# [Task objective]
Copy the entries below word for word, leaving out the pictures.

# [Input data]
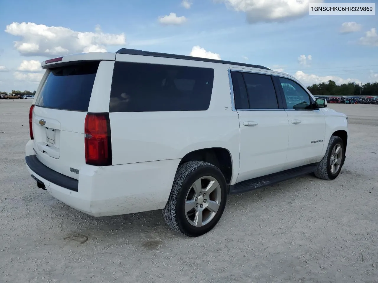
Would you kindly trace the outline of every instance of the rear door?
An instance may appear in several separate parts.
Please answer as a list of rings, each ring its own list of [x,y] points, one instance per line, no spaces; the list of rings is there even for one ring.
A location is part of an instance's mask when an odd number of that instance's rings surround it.
[[[96,78],[98,71],[104,62],[55,65],[46,71],[34,101],[32,125],[37,158],[51,169],[77,179],[85,163],[85,116],[92,92],[96,92],[95,81],[101,78]],[[109,92],[110,89],[108,103]],[[105,97],[106,101],[106,93]]]
[[[279,172],[286,160],[289,125],[272,77],[259,73],[231,73],[233,108],[239,114],[240,127],[237,181]]]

# [In response]
Would you kindly trace the outline of every instance of the rear door?
An instance may appear in several separate parts.
Please answer as a list of rings, each ring its own list of [x,y] points, one instance per line, no spaces; the list of rings is there even for one ring.
A location is part of an instance's mask when an odd number of that instance's rings surround it.
[[[96,78],[98,71],[104,62],[55,65],[46,71],[34,101],[32,125],[37,158],[51,169],[77,179],[85,163],[85,116],[92,92],[96,92],[95,81],[101,78]],[[109,92],[110,89],[108,103]],[[105,97],[106,101],[106,93]]]
[[[279,172],[286,160],[289,125],[272,77],[259,73],[231,73],[233,108],[239,114],[240,127],[237,181]]]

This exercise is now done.